**YOUR TASK**
Take the line containing "In this photo, each instance of the round" and every line after it to the end of the material below; reproduce them exactly, without pictures.

--- DATA FOR PROCESSING ---

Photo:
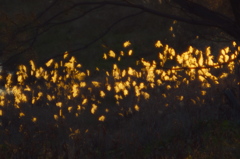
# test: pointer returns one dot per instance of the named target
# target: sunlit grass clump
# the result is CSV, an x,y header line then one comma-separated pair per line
x,y
63,95
59,83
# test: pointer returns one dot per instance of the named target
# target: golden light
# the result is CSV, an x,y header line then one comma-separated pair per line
x,y
126,44
94,108
158,44
136,107
112,54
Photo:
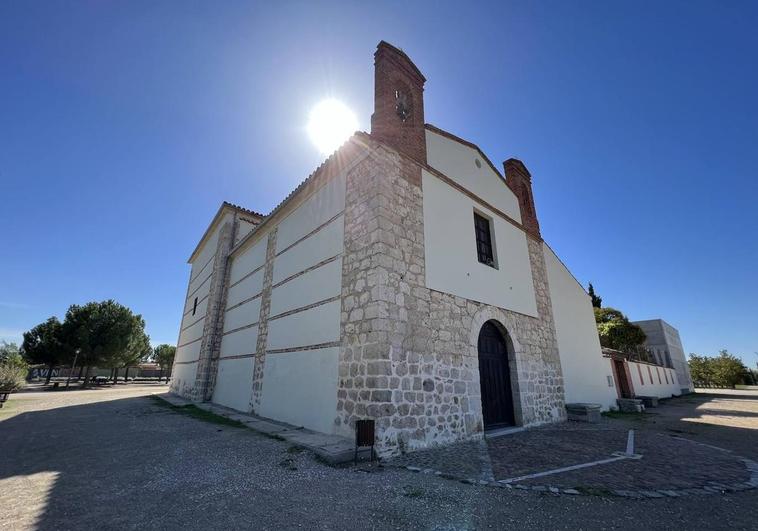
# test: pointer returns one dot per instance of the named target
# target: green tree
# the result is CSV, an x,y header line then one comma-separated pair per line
x,y
701,369
139,349
728,370
46,344
597,302
616,331
164,357
103,332
9,351
13,367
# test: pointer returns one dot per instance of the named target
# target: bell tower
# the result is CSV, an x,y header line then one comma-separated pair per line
x,y
519,180
398,118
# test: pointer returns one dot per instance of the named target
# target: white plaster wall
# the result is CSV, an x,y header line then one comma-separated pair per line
x,y
644,387
189,352
243,229
301,388
310,327
585,371
451,258
183,374
248,259
457,161
249,287
201,294
315,211
191,333
327,242
318,284
239,342
234,383
242,315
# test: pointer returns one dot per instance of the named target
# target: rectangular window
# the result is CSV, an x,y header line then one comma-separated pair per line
x,y
483,232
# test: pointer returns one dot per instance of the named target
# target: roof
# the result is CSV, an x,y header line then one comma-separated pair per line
x,y
338,159
451,136
225,207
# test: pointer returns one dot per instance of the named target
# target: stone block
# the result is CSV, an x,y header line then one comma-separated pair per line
x,y
582,412
630,405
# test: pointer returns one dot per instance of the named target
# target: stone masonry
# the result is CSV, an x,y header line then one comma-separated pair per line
x,y
409,354
260,348
210,346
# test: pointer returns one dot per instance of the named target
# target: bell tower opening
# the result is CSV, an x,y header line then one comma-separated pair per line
x,y
398,118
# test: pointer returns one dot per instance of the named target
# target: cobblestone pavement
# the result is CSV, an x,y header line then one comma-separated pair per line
x,y
675,441
116,459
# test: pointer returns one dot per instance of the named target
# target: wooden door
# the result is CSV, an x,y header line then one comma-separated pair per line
x,y
495,378
625,390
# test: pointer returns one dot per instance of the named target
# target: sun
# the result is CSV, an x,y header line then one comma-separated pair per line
x,y
331,122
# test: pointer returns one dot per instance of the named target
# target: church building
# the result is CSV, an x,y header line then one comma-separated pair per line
x,y
405,280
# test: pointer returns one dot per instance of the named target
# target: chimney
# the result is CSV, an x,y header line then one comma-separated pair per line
x,y
398,118
518,179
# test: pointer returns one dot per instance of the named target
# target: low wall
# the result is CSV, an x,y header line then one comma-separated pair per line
x,y
654,380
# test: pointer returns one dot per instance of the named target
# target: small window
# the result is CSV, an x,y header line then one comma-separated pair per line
x,y
483,232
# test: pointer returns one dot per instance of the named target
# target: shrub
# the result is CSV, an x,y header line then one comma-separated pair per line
x,y
12,376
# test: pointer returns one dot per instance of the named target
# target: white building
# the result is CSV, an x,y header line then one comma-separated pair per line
x,y
405,280
663,343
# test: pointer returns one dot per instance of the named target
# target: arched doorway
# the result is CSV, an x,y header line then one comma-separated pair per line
x,y
495,377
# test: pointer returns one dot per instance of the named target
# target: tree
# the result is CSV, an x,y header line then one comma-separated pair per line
x,y
103,332
728,370
724,370
46,344
164,357
616,331
139,349
701,369
9,351
596,301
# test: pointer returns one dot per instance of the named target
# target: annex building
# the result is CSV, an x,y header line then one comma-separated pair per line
x,y
405,280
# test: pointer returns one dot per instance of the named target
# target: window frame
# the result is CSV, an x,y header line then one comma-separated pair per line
x,y
485,239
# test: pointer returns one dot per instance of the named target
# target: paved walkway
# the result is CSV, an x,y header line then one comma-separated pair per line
x,y
675,452
118,459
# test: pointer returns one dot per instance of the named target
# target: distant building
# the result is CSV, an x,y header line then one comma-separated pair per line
x,y
665,346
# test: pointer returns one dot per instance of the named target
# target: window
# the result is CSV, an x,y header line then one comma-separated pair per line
x,y
483,232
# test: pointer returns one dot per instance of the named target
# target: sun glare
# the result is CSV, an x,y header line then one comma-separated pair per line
x,y
331,123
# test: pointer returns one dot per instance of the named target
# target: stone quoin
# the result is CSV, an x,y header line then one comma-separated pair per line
x,y
405,280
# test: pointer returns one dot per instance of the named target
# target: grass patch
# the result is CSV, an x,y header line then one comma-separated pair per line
x,y
594,491
199,414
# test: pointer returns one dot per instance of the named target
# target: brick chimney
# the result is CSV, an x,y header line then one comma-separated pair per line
x,y
518,179
398,118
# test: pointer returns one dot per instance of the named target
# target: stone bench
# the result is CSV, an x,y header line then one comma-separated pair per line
x,y
630,405
649,401
581,412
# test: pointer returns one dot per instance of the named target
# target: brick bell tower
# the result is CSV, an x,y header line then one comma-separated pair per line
x,y
398,118
519,180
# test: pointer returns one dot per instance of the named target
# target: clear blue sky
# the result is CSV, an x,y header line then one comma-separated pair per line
x,y
123,125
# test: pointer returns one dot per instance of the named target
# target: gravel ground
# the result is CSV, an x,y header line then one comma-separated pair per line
x,y
118,459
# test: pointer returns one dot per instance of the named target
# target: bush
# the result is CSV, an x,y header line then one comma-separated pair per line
x,y
12,376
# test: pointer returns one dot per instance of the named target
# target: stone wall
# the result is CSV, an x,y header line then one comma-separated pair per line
x,y
210,347
409,354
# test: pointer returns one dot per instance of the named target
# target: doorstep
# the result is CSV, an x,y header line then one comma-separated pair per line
x,y
334,449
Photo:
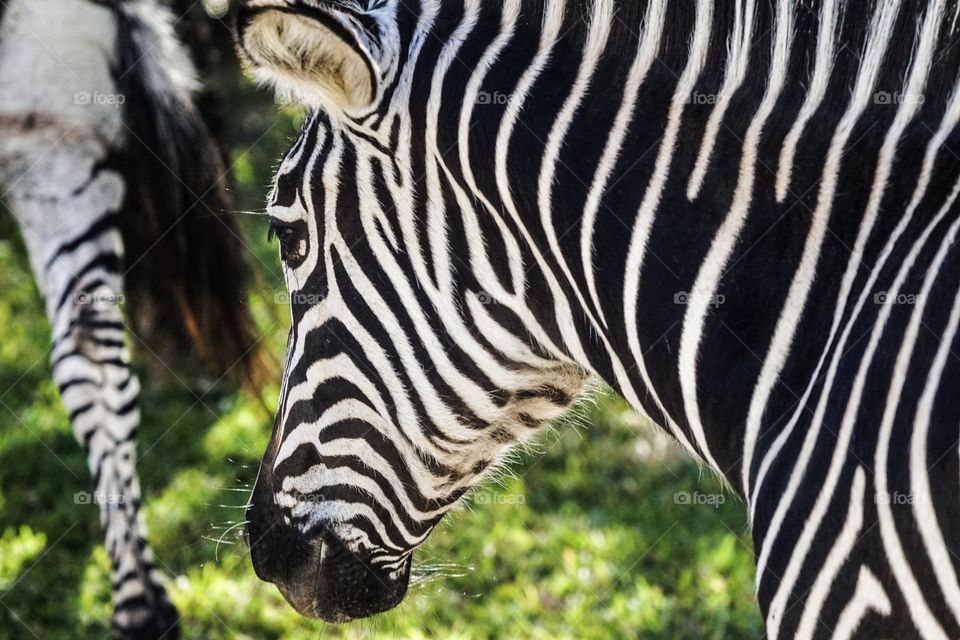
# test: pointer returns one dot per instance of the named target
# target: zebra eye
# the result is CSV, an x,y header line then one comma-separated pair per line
x,y
293,240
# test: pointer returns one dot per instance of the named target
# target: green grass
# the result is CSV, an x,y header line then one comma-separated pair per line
x,y
586,535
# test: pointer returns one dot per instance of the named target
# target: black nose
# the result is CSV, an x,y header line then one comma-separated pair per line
x,y
316,573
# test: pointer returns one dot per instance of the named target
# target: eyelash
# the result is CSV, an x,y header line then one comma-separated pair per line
x,y
290,237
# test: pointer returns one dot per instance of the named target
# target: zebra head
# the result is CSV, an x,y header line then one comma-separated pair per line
x,y
411,367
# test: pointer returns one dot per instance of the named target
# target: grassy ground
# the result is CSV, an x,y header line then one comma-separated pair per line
x,y
603,530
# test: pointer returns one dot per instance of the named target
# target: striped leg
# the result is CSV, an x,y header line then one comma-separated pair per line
x,y
68,214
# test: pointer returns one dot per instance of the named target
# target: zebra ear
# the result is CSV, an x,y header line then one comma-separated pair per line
x,y
312,53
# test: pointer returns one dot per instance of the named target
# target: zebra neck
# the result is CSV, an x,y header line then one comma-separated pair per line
x,y
689,198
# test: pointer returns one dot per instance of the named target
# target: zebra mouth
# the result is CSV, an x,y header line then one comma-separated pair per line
x,y
329,582
315,571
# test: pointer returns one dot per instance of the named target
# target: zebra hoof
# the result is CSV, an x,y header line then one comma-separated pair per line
x,y
147,623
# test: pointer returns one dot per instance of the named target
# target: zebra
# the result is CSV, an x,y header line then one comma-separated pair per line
x,y
740,214
115,179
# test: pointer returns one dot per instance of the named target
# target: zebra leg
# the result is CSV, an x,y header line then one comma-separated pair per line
x,y
69,224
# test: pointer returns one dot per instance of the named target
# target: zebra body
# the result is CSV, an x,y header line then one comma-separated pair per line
x,y
96,192
742,215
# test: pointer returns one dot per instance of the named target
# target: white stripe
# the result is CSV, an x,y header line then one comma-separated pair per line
x,y
826,44
869,595
839,553
924,513
708,279
950,119
738,58
596,41
646,54
793,307
699,48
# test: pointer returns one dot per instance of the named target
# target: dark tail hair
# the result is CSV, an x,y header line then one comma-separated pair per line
x,y
187,276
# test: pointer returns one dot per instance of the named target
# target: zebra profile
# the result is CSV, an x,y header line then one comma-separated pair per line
x,y
741,214
108,166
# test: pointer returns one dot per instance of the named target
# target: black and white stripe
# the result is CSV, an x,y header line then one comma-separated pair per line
x,y
740,214
106,163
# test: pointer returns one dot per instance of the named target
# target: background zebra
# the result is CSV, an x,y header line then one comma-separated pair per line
x,y
112,173
741,214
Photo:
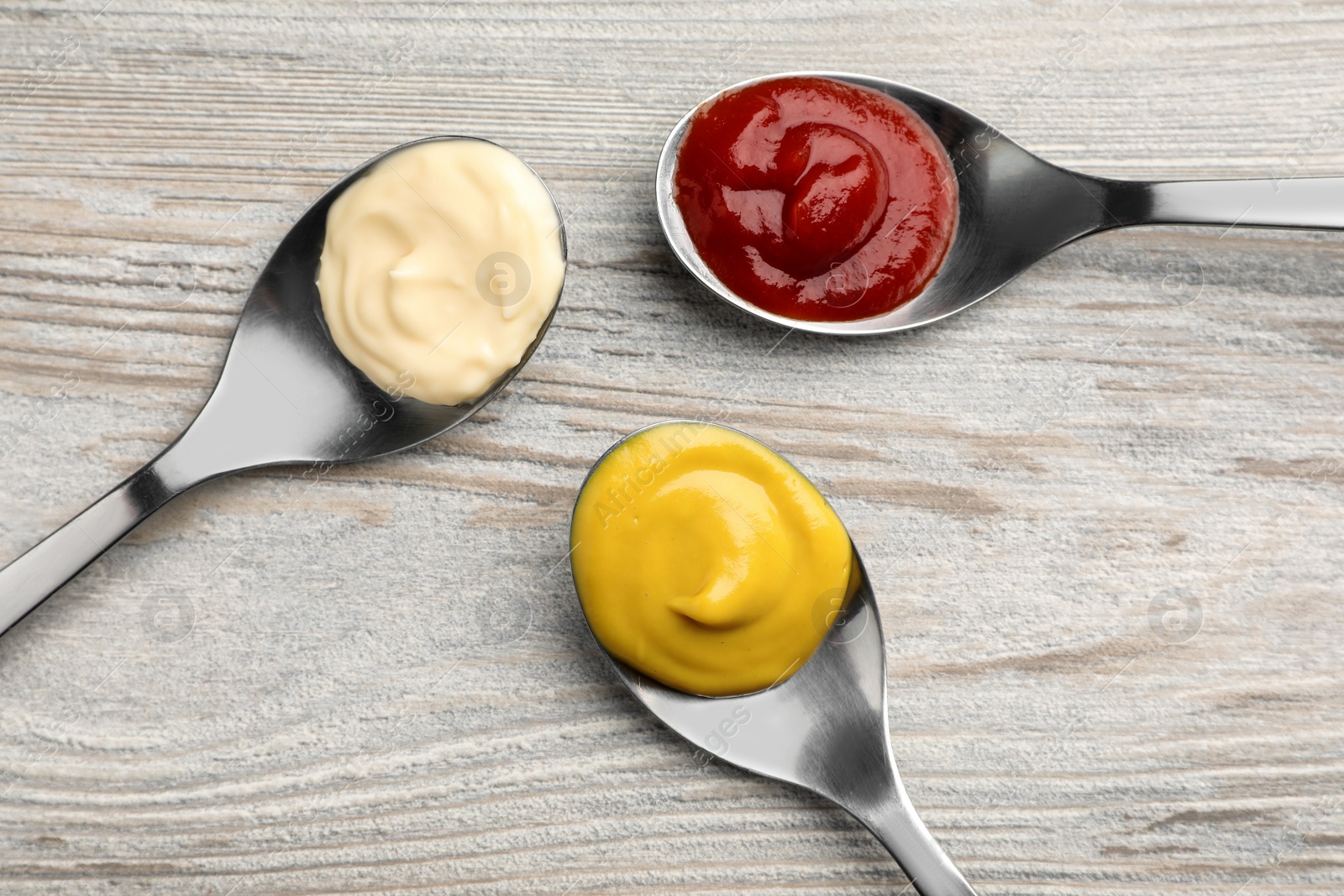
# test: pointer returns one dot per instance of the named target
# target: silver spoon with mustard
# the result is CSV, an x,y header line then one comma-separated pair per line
x,y
851,204
732,602
403,345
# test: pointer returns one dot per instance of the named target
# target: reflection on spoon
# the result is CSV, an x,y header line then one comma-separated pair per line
x,y
1015,208
286,396
823,728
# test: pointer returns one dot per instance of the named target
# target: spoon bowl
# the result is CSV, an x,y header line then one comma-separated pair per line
x,y
824,728
286,396
1014,210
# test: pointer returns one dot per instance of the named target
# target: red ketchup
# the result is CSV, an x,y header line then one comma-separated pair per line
x,y
816,199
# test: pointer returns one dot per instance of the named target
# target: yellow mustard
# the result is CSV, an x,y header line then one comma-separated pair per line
x,y
706,560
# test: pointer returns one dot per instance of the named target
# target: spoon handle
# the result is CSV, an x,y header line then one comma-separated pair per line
x,y
64,553
905,836
1316,203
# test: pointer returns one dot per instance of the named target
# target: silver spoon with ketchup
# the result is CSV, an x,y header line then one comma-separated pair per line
x,y
1012,210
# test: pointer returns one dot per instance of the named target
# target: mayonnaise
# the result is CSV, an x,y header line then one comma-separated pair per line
x,y
440,268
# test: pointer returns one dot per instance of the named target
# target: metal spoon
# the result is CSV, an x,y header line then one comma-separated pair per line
x,y
824,728
1016,208
286,396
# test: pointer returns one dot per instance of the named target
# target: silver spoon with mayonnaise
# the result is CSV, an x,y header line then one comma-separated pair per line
x,y
443,264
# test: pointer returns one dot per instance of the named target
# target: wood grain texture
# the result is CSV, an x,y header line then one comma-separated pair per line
x,y
381,681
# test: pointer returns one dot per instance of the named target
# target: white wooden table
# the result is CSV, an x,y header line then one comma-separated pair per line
x,y
1102,510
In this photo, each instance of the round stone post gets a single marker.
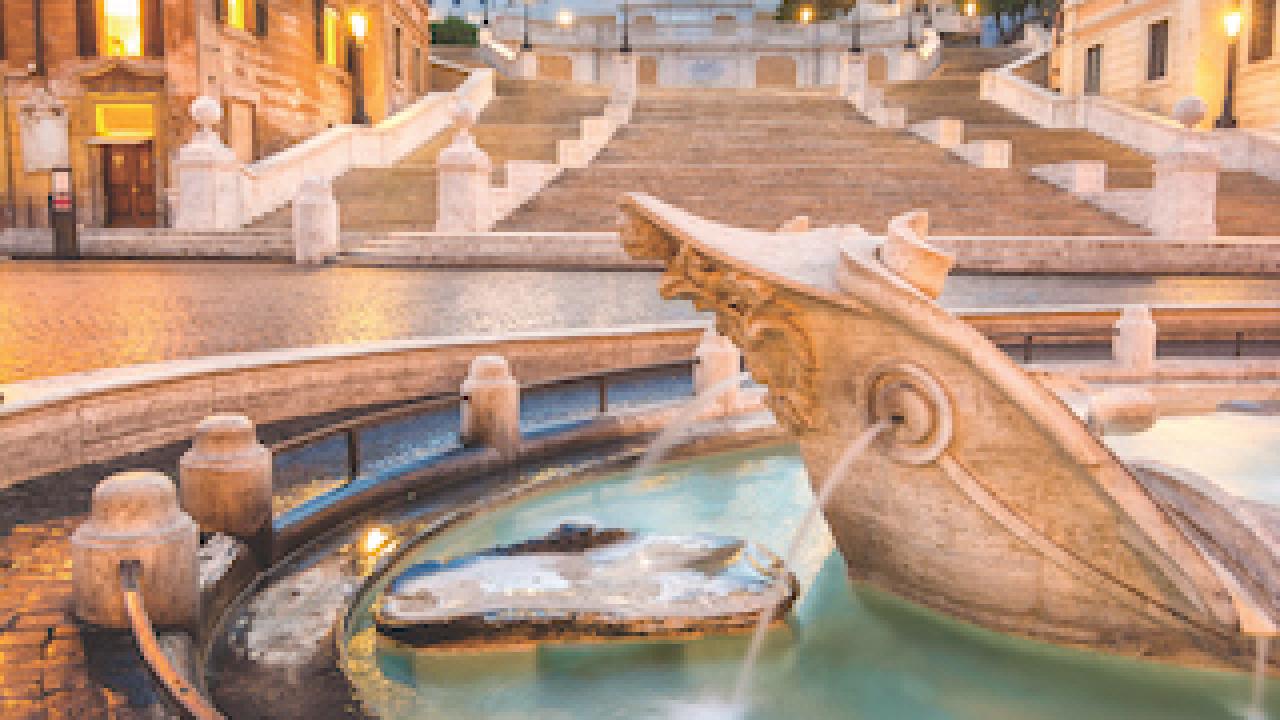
(225, 478)
(720, 365)
(136, 516)
(209, 176)
(1134, 342)
(490, 408)
(316, 231)
(465, 200)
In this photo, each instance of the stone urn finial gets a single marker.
(1189, 112)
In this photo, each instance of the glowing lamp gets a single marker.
(359, 26)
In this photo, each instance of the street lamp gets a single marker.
(526, 44)
(626, 28)
(1232, 24)
(855, 32)
(357, 23)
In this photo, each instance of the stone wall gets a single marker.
(63, 423)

---

**RESPONSE**
In this photo, each instance of the round stone post gets a single marker.
(225, 478)
(720, 365)
(136, 516)
(209, 176)
(1134, 342)
(490, 408)
(316, 231)
(465, 200)
In this photo, each instance of the stone urn finial gets a single marker.
(1189, 112)
In this photo, each instance of the glowing lamp gets a single marker.
(359, 26)
In this photo, each instance of the street lamp gets a single marker.
(526, 44)
(626, 28)
(1232, 24)
(855, 32)
(357, 23)
In this photo, each instance of the stone wall gets a single marker.
(63, 423)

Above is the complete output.